So in words, we die when the user asks us to write a bitmap index
for a repack that is supposed to only include local objects when there
are objects that could have been inherited from an alternate object
directory.

I'm not sure whether we are okay with retroactively tightening checks
though. I'd argue it's likely fine, because it wouldn't have worked
before this check either. And I'd rather fail with explicit reasons that
are user-actionable rather than implicitly somewhere deep down in the
callstack.

Patrick
diff mbox series

Patch

diff --git a/builtin/repack.c b/builtin/repack.c
index f57869f14a..07d92fdf87 100644
--- a/builtin/repack.c
+++ b/builtin/repack.c
@@ -881,6 +881,26 @@  int cmd_repack(int argc, const char **argv, const char *prefix)
 	if (pack_kept_objects < 0)
 		pack_kept_objects = write_bitmaps > 0 && !write_midx;
 
+	if (write_midx && write_bitmaps && geometric_factor && po_args.local) {
+		struct packed_git *p;
+
+		for (p = get_all_packs(the_repository); p; p = p->next) {
+			if (p->pack_local)
+				continue;
+
+			/*
+			 * When asked to do a local repack, but we have
+			 * packfiles that are inherited from an alternate, then
+			 * we cannot guarantee that the multi-pack-index would
+			 * have full coverage of all objects. We thus disable
+			 * writing bitmaps in that case.

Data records
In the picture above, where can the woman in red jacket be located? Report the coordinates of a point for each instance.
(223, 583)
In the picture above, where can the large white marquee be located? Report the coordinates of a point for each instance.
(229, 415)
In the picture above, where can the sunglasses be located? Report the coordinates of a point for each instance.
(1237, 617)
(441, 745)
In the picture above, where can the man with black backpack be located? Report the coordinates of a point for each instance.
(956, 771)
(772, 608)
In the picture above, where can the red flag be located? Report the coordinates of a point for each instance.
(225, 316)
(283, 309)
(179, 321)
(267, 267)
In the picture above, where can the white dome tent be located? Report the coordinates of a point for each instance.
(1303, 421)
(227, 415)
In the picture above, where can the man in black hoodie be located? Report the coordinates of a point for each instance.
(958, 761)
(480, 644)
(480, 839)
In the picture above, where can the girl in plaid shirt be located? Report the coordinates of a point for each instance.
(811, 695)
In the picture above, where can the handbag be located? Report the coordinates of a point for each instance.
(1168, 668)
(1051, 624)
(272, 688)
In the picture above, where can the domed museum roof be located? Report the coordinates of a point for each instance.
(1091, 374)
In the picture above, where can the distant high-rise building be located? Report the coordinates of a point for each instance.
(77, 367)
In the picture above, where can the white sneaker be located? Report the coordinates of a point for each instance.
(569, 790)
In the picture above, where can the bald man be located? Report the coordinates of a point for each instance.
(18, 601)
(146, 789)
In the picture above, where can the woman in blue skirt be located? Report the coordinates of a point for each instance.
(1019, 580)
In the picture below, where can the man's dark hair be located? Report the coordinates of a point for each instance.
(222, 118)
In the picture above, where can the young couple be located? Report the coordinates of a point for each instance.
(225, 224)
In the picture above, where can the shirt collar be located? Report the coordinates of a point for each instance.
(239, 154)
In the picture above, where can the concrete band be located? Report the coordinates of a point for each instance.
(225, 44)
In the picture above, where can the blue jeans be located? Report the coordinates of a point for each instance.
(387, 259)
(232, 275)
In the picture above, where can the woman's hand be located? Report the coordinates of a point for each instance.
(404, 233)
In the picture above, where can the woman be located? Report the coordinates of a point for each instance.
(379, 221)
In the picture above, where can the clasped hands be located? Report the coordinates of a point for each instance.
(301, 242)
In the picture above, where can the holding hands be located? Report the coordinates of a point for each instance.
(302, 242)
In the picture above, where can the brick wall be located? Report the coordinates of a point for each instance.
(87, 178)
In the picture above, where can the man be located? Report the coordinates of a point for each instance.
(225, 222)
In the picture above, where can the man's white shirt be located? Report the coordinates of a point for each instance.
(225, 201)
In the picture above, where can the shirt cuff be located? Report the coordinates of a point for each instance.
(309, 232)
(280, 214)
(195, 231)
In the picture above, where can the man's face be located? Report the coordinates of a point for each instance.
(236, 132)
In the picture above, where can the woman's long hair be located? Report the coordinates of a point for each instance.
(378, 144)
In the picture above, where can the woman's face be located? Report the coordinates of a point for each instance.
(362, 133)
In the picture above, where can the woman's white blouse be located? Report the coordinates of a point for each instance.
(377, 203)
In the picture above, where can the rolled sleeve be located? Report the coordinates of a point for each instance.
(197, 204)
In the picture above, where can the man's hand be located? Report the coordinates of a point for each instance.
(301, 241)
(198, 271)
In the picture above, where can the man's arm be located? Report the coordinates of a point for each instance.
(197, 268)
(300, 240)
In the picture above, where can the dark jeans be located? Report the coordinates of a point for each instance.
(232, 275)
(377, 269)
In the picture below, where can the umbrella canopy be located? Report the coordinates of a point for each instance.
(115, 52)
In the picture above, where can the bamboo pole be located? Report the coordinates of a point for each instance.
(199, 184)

Task instructions —
Echo the whole repack patch discussion back word for word. The data is separate material, apart from the text.

Solution below —
So in words, we die when the user asks us to write a bitmap index
for a repack that is supposed to only include local objects when there
are objects that could have been inherited from an alternate object
directory.

I'm not sure whether we are okay with retroactively tightening checks
though. I'd argue it's likely fine, because it wouldn't have worked
before this check either. And I'd rather fail with explicit reasons that
are user-actionable rather than implicitly somewhere deep down in the
callstack.

Patrick
diff mbox series

Patch

diff --git a/builtin/repack.c b/builtin/repack.c
index f57869f14a..07d92fdf87 100644
--- a/builtin/repack.c
+++ b/builtin/repack.c
@@ -881,6 +881,26 @@  int cmd_repack(int argc, const char **argv, const char *prefix)
 	if (pack_kept_objects < 0)
 		pack_kept_objects = write_bitmaps > 0 && !write_midx;
 
+	if (write_midx && write_bitmaps && geometric_factor && po_args.local) {
+		struct packed_git *p;
+
+		for (p = get_all_packs(the_repository); p; p = p->next) {
+			if (p->pack_local)
+				continue;
+
+			/*
+			 * When asked to do a local repack, but we have
+			 * packfiles that are inherited from an alternate, then
+			 * we cannot guarantee that the multi-pack-index would
+			 * have full coverage of all objects. We thus disable
+			 * writing bitmaps in that case.